Exact repetition is required: output every record in full.

[Labeled-object pointing entries]
######

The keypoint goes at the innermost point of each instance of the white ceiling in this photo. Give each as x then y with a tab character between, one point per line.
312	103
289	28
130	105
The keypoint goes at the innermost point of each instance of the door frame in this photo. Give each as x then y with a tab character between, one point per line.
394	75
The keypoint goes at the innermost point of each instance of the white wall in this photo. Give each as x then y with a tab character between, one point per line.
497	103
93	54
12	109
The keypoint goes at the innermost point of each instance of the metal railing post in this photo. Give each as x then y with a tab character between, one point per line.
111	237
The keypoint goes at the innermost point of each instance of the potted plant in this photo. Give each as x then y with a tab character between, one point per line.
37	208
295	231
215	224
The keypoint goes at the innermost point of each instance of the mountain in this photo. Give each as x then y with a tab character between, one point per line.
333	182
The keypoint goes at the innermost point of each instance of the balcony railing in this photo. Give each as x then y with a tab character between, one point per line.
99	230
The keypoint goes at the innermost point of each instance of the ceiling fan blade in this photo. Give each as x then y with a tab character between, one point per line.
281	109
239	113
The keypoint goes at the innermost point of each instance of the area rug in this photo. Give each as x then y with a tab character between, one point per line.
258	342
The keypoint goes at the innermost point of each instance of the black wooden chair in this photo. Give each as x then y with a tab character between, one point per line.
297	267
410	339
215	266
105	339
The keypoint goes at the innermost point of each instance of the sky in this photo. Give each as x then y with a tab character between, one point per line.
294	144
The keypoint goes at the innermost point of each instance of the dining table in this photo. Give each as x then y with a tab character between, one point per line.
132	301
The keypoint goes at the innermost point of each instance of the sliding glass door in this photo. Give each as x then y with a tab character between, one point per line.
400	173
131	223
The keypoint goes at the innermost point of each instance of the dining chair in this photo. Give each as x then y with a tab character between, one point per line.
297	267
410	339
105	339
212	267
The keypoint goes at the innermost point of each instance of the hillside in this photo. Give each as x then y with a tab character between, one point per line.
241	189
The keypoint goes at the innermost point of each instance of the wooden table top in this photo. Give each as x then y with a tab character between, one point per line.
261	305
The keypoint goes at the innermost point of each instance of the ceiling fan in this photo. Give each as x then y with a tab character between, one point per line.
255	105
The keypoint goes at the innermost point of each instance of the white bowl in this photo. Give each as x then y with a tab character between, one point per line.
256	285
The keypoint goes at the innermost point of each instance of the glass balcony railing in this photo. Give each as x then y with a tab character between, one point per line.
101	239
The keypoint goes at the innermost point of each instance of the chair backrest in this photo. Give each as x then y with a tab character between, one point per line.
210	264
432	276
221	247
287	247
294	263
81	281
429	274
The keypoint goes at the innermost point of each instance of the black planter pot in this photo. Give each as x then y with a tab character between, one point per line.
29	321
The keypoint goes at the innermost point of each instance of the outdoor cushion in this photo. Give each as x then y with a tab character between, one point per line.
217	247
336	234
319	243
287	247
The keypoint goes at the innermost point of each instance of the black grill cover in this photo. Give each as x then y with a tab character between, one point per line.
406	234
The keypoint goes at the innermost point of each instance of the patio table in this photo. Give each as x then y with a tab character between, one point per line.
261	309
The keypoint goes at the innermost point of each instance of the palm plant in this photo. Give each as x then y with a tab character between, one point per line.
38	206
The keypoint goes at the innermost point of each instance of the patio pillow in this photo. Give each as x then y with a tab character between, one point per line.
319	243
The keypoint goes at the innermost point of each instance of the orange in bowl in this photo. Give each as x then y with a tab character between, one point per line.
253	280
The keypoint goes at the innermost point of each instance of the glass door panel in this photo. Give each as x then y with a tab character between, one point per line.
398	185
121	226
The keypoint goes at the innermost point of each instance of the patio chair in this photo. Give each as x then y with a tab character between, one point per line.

######

# ANSWER TO THIS PROBLEM
The keypoint goes at the innermost point of each instance of the white ceiling in this photo. Give each as x then y with a tab character between, one point per line.
312	103
289	28
130	105
The keypoint goes at the innermost point of each instance of the door frame in this photo. Give each as x then y with a tab character between, one point per line.
394	75
The keypoint goes at the innermost point of each instance of the white wall in this photo. Give each as x then y with a tab character between, one point per line.
497	103
93	54
12	109
The keypoint goes at the innermost point of each instance of the metal railing post in this photo. Give each as x then y with a tab character between, one point per line.
111	237
The keypoint goes at the innermost point of each instance of the potted plant in this photo. Give each as x then y with a tab character between, one point per line.
37	208
295	231
215	224
The keypoint goes at the innermost point of each instance of the mountain in this photo. Give each as x then y with a tab character between, one point per line.
333	182
The keypoint goes at the innermost point of each instance of the balcony railing in this photo. Give each as x then y with a tab character between, one point per line.
99	230
The keypoint goes at the innermost point of each instance of the ceiling fan blade in this photo. Give each as x then y with a tab character between, one point per line.
281	109
239	113
The keypoint goes at the innermost point of each instance of the area rug in this photo. Give each as x then y with a tab character between, one point per line.
258	342
The keypoint goes at the innermost point of each instance of the black wooden chair in this photo. Give each as x then y with a tab character between, one point per line.
297	267
410	339
215	266
105	339
The keypoint goes at the innermost point of each instance of the sky in this photo. Give each as x then y with a tab character between, one point per line.
294	144
The keypoint goes at the innermost point of each instance of the dining table in this photo. Give each as x then y with a tab character between, one point per line.
132	301
The keypoint goes at the innermost point of each instance of the sliding glass door in this photo. Give each as x then y with a tab character between, one point per line.
400	173
131	223
The keypoint goes at the innermost point of each instance of the dining chair in this photo. Give each as x then y with a tab character between, one point per line.
297	267
410	339
105	339
212	267
The keypoint goes at the innermost point of each instance of the hillside in this photo. Give each as x then y with a tab character between, one point per line.
241	189
The keypoint goes at the innermost point of each instance of the wooden table top in this photo. Give each as x then y with a tab character between, one point per line.
261	305
The keypoint goes at the innermost point of each instance of the ceiling fan in this photo. Give each as x then y with a tab character between, one point per line.
255	105
The keypoint goes at the innermost point of each instance of the white bowl in this photo. Give each as x then y with a tab character between, one point per line.
256	285
The keypoint goes at the innermost point of each instance of the glass balcony railing in this photo. Give each as x then y with a tab character between, one point per line.
101	239
The keypoint goes at the innermost point of each instance of the chair backrest in this photo. Give each as x then y with a tab character between, one point per line.
210	264
432	276
221	247
287	247
294	263
81	281
429	274
The keypoint goes at the innermost point of each instance of the black planter pot in this photo. Give each as x then y with a tab character between, one point per line.
29	321
The keypoint goes at the innermost point of each instance of the outdoor cushion in this photo. Give each as x then y with a tab character between, one point per line.
217	247
336	234
319	243
287	247
The keypoint goes at the innermost point of each instance of the black grill cover in this photo. Give each as x then y with a tab character between, one point per line.
406	234
The keypoint goes at the innermost point of each instance of the patio table in this photo. Give each as x then y with a tab character between, one point per line.
261	309
The keypoint goes at the innermost point of each instance of the palm plant in this photo. Give each as x then y with a tab character between, one point per line.
38	206
The keypoint goes at the innermost point of each instance of the patio pillow in this photo. Give each as x then y with a tab character between, one point per line.
319	243
The keypoint goes at the innermost point of each instance of the orange in bowl in this photo. Give each as x then y with a tab character between, one point per line.
253	280
The keypoint goes at the innermost point of each instance of the glass door panel in this photo. Give each as x then y with a tab character between, one point per line.
398	185
121	226
The keypoint goes at the innermost point of each instance of the patio chair in this photo. Give each as x then y with a tab character between, one point per line.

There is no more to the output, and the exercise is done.